*** Opening of RECORDED DATA ***
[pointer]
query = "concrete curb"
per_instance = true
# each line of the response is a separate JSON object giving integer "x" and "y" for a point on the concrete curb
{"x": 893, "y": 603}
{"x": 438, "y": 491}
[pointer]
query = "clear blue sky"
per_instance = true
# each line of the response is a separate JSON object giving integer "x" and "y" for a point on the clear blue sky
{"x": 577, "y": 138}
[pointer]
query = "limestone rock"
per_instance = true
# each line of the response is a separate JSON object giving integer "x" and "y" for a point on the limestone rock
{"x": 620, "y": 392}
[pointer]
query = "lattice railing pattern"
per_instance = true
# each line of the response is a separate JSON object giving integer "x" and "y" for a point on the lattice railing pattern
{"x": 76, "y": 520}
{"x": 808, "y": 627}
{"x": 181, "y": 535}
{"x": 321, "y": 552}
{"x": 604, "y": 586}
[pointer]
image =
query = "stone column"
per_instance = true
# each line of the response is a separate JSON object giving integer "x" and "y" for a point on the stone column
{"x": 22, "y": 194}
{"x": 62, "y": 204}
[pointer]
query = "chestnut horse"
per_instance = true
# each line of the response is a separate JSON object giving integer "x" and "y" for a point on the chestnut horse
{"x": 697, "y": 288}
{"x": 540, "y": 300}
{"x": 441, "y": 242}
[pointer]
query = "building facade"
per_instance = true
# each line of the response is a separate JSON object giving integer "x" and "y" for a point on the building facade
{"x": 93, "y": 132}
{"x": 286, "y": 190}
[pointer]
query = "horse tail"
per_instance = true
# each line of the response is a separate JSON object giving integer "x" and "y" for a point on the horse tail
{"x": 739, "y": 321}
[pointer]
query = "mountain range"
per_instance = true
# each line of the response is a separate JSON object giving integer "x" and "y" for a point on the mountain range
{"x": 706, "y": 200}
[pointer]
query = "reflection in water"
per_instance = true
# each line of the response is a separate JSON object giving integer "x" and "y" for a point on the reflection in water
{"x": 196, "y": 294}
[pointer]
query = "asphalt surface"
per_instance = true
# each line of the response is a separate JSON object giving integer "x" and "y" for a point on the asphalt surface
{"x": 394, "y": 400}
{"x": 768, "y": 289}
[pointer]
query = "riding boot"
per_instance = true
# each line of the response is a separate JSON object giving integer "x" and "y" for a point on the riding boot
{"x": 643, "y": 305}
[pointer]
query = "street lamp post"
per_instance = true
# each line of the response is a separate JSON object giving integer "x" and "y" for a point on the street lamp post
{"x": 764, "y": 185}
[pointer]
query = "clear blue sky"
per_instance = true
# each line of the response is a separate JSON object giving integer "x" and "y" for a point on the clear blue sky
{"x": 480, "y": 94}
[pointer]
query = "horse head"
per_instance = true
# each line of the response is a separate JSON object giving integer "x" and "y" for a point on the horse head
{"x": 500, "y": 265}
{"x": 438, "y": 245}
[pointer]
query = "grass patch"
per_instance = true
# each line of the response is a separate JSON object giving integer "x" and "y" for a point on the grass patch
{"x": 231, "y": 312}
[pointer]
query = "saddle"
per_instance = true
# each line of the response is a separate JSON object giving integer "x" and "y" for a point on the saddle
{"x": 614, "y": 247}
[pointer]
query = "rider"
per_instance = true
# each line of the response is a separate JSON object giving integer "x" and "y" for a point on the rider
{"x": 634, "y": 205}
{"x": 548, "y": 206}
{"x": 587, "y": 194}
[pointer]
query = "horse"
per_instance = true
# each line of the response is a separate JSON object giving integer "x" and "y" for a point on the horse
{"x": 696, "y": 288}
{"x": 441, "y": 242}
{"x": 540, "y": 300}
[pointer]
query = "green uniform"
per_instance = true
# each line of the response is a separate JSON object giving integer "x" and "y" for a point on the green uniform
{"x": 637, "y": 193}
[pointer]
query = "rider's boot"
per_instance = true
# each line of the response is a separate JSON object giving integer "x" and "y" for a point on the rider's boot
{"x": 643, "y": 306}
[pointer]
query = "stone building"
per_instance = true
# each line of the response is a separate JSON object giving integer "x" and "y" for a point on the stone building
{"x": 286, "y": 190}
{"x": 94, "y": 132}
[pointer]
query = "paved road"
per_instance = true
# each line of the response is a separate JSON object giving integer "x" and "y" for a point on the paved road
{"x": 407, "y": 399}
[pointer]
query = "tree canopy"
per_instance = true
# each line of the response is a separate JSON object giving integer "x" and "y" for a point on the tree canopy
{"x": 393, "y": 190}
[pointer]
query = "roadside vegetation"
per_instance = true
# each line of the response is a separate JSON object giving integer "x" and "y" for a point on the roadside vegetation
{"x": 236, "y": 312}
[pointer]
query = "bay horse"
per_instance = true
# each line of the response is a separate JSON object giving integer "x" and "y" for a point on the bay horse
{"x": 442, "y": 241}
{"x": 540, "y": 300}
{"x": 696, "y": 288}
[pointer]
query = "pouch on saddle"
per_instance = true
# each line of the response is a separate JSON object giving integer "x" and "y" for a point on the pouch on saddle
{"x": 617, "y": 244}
*** Close of RECORDED DATA ***
# TASK DETAILS:
Print all the entries above. Keep each one exact.

# RESULT OF THIS TASK:
[pointer]
query = "concrete curb"
per_instance = true
# each line of the response is a separate JSON object giving integer "x" and "y" for a point on the concrete curb
{"x": 893, "y": 603}
{"x": 438, "y": 491}
[pointer]
query = "clear blue sky"
per_instance = true
# each line of the response is a separate JSON object giving integer "x" and "y" for a point on the clear blue sky
{"x": 577, "y": 138}
[pointer]
query = "limestone rock"
per_instance = true
# each line of the response is a separate JSON object giving integer "x" and "y" for a point on the limestone rock
{"x": 620, "y": 392}
[pointer]
query = "lattice railing pattern"
per_instance = true
# each line of the response is a separate JSON object giving integer "x" and "y" for a point on the lattice railing pattern
{"x": 76, "y": 520}
{"x": 808, "y": 627}
{"x": 181, "y": 535}
{"x": 321, "y": 552}
{"x": 604, "y": 586}
[pointer]
image =
query = "stone column"
per_instance = true
# each line of the response is a separate JSON object giving integer "x" and "y" for a point on the stone column
{"x": 22, "y": 194}
{"x": 62, "y": 204}
[pointer]
query = "chestnut horse"
per_instance = true
# each line of the response is a separate JSON object giving integer "x" and "y" for a point on the chestnut horse
{"x": 697, "y": 288}
{"x": 540, "y": 300}
{"x": 441, "y": 242}
[pointer]
query = "building facade"
per_instance = true
# each line of the response is a separate JSON object giving integer "x" and "y" for a point on the building facade
{"x": 93, "y": 132}
{"x": 286, "y": 190}
[pointer]
query = "horse tail"
per_instance = true
# each line of the response is a separate JSON object giving integer "x" and "y" for a point on the horse tail
{"x": 739, "y": 321}
[pointer]
query = "mountain range"
per_instance = true
# each line of the response is a separate JSON object giving integer "x" and "y" for a point on the mountain range
{"x": 706, "y": 200}
[pointer]
query = "reflection in water"
per_instance = true
# each line of the response is a separate JSON object giving integer "x" and "y" for a point on the reflection in water
{"x": 196, "y": 294}
[pointer]
query = "asphalt surface"
per_instance = true
# each line of the response is a separate JSON object giving integer "x" and "y" for a point on the asphalt surface
{"x": 394, "y": 400}
{"x": 768, "y": 289}
[pointer]
query = "riding boot"
per_instance = true
# each line of the response is a separate JSON object giving integer "x" and "y" for a point on the riding boot
{"x": 643, "y": 305}
[pointer]
query = "street lamp post"
per_instance = true
# each line of the response is a separate JSON object giving integer "x" and "y" for a point on the street lamp post
{"x": 764, "y": 185}
[pointer]
query = "clear blue sky"
per_instance = true
# each line of the response is a separate JSON object giving integer "x" and "y" for a point on the clear blue sky
{"x": 480, "y": 94}
[pointer]
query = "horse head"
per_instance = true
# each line of the response is a separate JSON object giving integer "x" and "y" for a point on the horse head
{"x": 500, "y": 265}
{"x": 438, "y": 245}
[pointer]
query = "grass patch"
per_instance = true
# each line of the response is a separate JSON object giving integer "x" and "y" for a point on the grass patch
{"x": 231, "y": 312}
[pointer]
query = "saddle"
per_instance = true
# each line of the response is a separate JSON object giving integer "x" and "y" for a point on the saddle
{"x": 614, "y": 247}
[pointer]
query = "rider"
per_instance = true
# each line of the response is a separate JSON object giving integer "x" and "y" for a point on the rider
{"x": 634, "y": 205}
{"x": 548, "y": 206}
{"x": 587, "y": 194}
[pointer]
query = "horse"
per_instance = true
# each line of the response is a separate JSON object giving integer "x" and "y" for a point on the horse
{"x": 696, "y": 288}
{"x": 441, "y": 242}
{"x": 540, "y": 300}
[pointer]
query = "green uniform"
per_instance = true
# each line of the response is a separate JSON object giving integer "x" and "y" for a point on the green uniform
{"x": 637, "y": 193}
[pointer]
query = "rider's boot"
per_instance = true
# each line of the response is a separate JSON object giving integer "x" and "y" for a point on the rider's boot
{"x": 643, "y": 306}
[pointer]
query = "stone building"
per_instance = true
# each line of the response is a separate JSON object giving integer "x" and "y" for a point on the stone building
{"x": 286, "y": 190}
{"x": 94, "y": 132}
[pointer]
query = "paved road"
per_instance = true
# each line of the response is a separate JSON object giving integer "x" and "y" for a point on the paved road
{"x": 407, "y": 399}
[pointer]
query = "tree canopy"
per_instance = true
# each line of the response is a separate JSON object giving integer "x" and "y" for a point on the tree canopy
{"x": 393, "y": 190}
[pointer]
query = "roadside vegetation"
per_instance = true
# each line of the response is a separate JSON object giving integer "x" and "y" for a point on the roadside vegetation
{"x": 236, "y": 312}
[pointer]
query = "bay horse"
per_instance = true
# each line of the response is a separate JSON object giving integer "x" and "y" for a point on the bay horse
{"x": 442, "y": 241}
{"x": 540, "y": 300}
{"x": 696, "y": 288}
[pointer]
query = "pouch on saddle"
per_instance = true
# each line of the response is a separate JSON object giving integer "x" and "y" for a point on the pouch on saddle
{"x": 617, "y": 244}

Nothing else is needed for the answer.